**Problem requirements**
Retype exactly the lines of the material below, from the one containing "Task: please point out the plank" through the last, with both ends kept.

**Records to use**

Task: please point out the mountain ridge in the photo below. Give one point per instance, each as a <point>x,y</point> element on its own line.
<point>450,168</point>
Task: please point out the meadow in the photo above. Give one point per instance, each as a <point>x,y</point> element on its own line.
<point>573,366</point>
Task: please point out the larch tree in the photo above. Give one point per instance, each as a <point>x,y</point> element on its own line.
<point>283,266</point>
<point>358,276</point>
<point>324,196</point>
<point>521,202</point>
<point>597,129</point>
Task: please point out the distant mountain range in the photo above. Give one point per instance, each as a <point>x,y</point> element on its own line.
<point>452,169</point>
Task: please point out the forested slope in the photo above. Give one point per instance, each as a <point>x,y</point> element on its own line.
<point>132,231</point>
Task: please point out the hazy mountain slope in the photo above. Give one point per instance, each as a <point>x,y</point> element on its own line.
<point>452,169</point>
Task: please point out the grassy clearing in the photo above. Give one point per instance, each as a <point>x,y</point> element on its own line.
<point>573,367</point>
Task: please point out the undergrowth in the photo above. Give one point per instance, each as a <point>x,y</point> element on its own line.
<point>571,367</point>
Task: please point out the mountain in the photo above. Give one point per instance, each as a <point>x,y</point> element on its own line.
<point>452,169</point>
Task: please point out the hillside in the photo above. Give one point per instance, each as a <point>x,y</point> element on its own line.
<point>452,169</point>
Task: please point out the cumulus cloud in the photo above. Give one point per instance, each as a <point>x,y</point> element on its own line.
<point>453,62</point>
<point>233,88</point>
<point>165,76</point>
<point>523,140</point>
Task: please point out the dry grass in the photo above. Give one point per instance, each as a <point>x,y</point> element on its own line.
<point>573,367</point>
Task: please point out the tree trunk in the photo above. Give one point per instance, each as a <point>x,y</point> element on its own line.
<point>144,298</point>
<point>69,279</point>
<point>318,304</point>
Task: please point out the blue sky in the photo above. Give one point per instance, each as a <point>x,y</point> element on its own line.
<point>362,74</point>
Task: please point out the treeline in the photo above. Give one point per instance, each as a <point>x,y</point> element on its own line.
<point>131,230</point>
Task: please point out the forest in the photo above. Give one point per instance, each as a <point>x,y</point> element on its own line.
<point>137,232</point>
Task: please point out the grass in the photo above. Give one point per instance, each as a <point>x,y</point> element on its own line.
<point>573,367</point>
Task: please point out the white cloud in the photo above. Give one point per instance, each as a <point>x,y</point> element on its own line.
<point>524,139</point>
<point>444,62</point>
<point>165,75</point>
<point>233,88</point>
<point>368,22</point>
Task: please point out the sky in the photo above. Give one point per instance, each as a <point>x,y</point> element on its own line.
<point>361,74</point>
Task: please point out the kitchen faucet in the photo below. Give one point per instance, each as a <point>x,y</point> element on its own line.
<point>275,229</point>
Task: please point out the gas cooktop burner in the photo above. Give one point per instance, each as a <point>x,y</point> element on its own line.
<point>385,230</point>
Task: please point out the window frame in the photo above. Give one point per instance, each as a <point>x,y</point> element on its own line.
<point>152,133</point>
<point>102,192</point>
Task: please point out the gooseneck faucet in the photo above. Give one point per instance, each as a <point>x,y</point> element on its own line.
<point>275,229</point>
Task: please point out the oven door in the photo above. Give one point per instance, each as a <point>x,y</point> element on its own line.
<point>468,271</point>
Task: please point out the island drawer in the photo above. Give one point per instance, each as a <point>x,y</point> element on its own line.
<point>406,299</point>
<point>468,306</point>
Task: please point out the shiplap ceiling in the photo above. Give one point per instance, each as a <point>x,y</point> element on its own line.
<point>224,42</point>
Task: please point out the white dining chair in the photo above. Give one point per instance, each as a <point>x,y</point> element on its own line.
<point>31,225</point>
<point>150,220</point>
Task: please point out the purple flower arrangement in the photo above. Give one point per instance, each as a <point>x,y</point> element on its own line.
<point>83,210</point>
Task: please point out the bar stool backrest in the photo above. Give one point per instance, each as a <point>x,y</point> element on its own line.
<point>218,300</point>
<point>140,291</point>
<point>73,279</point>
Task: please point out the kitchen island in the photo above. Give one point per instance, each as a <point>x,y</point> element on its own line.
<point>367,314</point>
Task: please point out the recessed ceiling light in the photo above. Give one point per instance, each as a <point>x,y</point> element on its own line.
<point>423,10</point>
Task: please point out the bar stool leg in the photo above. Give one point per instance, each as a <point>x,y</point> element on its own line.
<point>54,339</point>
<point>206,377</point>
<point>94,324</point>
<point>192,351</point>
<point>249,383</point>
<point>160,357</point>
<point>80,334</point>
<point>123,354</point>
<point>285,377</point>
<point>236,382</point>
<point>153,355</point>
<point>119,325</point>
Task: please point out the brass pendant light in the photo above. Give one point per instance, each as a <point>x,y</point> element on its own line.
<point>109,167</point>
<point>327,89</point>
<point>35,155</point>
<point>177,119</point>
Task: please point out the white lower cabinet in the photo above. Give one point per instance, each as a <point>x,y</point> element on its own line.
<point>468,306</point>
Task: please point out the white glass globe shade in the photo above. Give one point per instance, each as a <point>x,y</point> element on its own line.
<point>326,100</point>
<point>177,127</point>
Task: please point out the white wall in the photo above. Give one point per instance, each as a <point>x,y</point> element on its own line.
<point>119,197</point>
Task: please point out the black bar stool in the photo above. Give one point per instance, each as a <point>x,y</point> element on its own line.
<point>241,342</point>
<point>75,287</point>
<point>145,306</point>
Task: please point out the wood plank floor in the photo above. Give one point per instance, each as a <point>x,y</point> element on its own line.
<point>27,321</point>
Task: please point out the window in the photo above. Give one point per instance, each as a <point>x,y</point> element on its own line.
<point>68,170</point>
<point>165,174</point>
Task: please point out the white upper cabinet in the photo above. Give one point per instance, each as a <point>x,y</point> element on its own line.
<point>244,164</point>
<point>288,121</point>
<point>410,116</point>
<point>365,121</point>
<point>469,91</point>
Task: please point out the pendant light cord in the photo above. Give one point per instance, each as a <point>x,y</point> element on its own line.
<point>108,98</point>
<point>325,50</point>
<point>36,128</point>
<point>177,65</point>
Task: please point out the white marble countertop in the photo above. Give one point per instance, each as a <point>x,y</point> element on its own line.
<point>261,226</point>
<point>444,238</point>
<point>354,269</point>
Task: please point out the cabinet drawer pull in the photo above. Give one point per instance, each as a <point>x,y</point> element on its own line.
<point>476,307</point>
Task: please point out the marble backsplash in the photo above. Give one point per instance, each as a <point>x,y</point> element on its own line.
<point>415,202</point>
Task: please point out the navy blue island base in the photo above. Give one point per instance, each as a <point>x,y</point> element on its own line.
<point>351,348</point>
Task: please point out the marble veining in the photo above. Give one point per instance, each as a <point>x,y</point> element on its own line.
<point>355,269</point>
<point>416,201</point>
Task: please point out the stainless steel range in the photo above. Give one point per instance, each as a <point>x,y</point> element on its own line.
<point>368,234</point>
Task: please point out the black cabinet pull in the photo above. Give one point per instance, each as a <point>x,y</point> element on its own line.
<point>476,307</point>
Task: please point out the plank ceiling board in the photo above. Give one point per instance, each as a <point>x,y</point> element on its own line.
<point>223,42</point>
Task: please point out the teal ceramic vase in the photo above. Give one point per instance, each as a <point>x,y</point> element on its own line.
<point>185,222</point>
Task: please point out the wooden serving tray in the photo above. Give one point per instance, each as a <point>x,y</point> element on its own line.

**Solution to this exercise**
Task: please point out the plank ceiling board in the photo above. Give one point per instance, each as a <point>x,y</point> element on its own line.
<point>223,42</point>
Task: please point out the teal ceramic vase in the photo above. Give one point per instance, each as a <point>x,y</point> element on its own line.
<point>185,222</point>
Task: please point out the wooden serving tray in the photo above. Give one point per instance, each as a <point>x,y</point> element on its own line.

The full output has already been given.